> **DIRECTIVE**
Identify the line that contains "Target: brick chimney" in the material. Output it and every line after it, unchanged, through the end.

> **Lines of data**

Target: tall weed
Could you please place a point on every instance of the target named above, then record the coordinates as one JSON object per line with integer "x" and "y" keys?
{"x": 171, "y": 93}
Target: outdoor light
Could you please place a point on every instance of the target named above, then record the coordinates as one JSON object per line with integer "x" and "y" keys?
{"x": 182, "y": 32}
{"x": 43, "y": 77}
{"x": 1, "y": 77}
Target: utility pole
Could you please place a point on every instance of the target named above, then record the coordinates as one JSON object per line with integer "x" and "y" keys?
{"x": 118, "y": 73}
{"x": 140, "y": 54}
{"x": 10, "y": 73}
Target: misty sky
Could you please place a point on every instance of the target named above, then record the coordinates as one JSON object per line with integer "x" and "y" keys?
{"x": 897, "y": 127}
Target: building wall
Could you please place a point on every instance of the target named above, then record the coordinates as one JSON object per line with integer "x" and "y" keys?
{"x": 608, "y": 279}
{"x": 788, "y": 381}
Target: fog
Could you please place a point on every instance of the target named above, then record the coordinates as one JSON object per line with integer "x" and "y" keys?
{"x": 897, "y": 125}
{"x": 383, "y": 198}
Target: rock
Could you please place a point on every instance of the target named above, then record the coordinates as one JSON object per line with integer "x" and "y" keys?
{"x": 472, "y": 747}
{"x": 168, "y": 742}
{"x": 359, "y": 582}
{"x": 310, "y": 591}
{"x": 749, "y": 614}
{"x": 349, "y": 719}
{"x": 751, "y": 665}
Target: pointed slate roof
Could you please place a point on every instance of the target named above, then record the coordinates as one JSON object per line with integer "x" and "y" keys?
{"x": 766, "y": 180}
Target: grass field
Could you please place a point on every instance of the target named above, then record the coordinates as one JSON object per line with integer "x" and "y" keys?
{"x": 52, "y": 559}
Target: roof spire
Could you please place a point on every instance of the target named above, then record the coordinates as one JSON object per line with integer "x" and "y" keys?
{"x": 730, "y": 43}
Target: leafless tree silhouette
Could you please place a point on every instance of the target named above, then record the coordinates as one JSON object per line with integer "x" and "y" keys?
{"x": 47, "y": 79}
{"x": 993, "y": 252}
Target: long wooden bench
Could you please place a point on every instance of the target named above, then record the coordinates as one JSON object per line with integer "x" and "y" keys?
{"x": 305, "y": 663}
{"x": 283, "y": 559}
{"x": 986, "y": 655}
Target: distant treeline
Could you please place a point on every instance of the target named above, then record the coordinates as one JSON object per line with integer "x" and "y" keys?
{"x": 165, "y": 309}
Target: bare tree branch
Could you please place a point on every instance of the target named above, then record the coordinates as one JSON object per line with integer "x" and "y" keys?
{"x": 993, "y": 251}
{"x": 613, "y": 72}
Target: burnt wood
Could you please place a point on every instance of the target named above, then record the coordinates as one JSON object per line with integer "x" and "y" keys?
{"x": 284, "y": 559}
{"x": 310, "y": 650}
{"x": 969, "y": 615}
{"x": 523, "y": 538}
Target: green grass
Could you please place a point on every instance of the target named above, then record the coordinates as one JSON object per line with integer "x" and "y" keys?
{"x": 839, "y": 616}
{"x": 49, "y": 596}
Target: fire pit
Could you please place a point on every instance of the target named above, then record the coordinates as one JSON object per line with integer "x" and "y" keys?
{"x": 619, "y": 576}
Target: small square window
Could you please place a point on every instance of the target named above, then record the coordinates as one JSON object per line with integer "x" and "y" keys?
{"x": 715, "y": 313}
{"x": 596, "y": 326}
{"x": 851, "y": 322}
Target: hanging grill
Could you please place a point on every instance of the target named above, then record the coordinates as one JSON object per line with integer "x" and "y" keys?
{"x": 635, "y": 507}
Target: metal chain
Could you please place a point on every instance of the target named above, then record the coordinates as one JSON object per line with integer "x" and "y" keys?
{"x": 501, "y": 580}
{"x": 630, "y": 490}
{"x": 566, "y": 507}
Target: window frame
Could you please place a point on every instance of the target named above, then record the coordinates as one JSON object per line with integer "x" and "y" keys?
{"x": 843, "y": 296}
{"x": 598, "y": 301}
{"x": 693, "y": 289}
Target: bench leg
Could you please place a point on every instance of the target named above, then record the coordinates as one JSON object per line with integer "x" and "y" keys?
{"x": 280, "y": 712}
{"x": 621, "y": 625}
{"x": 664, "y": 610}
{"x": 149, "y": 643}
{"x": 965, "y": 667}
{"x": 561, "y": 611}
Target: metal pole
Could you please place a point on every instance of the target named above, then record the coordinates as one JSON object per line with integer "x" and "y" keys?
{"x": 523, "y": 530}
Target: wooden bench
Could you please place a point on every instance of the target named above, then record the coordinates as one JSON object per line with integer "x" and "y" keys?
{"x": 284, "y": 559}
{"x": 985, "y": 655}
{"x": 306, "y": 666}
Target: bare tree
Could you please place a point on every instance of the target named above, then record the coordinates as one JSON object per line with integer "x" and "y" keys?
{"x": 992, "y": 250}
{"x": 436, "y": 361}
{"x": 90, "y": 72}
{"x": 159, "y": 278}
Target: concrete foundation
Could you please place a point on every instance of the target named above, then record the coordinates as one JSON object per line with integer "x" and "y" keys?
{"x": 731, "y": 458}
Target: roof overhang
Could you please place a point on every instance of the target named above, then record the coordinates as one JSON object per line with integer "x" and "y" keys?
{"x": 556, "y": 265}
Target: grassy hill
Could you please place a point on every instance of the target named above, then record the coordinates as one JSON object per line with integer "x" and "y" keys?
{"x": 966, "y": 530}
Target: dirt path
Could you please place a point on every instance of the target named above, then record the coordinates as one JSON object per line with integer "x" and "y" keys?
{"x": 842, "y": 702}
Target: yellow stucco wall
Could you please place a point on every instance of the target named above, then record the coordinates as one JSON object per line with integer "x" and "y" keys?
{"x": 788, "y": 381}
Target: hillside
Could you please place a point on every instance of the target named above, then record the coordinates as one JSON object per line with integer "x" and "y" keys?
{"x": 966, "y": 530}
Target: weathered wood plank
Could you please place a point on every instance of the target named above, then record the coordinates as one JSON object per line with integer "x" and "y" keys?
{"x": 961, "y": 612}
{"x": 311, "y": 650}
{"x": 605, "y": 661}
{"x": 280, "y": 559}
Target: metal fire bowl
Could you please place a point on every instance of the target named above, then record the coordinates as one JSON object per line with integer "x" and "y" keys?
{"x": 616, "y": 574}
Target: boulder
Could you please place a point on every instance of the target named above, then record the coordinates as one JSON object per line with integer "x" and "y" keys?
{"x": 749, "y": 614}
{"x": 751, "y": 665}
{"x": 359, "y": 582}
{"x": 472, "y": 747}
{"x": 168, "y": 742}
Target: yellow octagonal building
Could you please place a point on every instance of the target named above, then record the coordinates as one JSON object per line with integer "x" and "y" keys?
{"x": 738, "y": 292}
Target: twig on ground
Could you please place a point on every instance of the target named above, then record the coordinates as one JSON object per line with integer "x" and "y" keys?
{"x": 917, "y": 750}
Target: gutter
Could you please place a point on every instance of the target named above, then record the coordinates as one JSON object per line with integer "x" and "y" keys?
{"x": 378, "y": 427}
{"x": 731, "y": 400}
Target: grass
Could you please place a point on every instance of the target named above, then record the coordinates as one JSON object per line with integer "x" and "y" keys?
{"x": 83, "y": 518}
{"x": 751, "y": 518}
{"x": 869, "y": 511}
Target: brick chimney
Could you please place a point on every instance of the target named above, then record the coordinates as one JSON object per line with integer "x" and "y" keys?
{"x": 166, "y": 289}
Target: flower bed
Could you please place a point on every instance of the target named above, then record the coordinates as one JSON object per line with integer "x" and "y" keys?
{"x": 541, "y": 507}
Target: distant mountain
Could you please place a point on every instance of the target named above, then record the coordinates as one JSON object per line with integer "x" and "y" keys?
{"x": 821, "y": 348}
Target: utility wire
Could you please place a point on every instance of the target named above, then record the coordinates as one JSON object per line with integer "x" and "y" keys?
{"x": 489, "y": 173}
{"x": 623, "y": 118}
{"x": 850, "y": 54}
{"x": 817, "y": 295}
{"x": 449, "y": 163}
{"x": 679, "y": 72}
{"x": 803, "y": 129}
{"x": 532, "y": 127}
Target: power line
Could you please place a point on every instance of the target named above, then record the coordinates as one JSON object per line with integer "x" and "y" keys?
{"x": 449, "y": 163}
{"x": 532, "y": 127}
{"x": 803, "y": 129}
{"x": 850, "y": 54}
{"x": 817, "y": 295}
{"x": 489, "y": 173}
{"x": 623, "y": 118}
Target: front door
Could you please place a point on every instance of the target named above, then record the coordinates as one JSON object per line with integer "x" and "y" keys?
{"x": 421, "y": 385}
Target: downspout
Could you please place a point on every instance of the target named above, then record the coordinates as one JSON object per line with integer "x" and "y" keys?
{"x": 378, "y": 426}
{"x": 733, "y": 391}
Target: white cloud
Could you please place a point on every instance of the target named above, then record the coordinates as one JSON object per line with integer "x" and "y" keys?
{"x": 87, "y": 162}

> **WRITTEN ANSWER**
Target: brick chimney
Could you please place a point on every instance of the target named above, then record the coordinates as one JSON object per line with integer "x" and "y" keys?
{"x": 166, "y": 289}
Target: flower bed
Could you please place a point on every instance of the target named above, then record the coordinates as one JSON object per line with integer "x" and "y" keys?
{"x": 541, "y": 507}
Target: distant mountain
Could you please place a point on every instance of the target named above, then record the coordinates as one JSON object per line with integer "x" and "y" keys?
{"x": 821, "y": 348}
Target: utility wire
Could you please place a point on every instance of the target named above, then record the coordinates as one JSON object per line with integer "x" and "y" keys?
{"x": 489, "y": 173}
{"x": 623, "y": 118}
{"x": 850, "y": 54}
{"x": 817, "y": 295}
{"x": 449, "y": 163}
{"x": 679, "y": 72}
{"x": 803, "y": 129}
{"x": 532, "y": 127}
Target: power line
Could you please place a point on every instance of the target named above, then record the coordinates as one JSON object per line with integer "x" and "y" keys?
{"x": 449, "y": 163}
{"x": 532, "y": 127}
{"x": 803, "y": 129}
{"x": 850, "y": 54}
{"x": 817, "y": 295}
{"x": 489, "y": 173}
{"x": 623, "y": 118}
Target: front door
Could you please place a point on every instance of the target named above, then record the coordinates as one JSON object per line with integer "x" and "y" keys?
{"x": 421, "y": 385}
Target: downspout
Could you please place a point on every instance of the target named above, then record the coordinates as one JSON object per line with integer "x" and "y" keys?
{"x": 378, "y": 426}
{"x": 733, "y": 391}
Target: white cloud
Could you please place a point on every instance of the target named above, then record the coordinates as one JSON object per line with integer "x" and "y" keys?
{"x": 87, "y": 162}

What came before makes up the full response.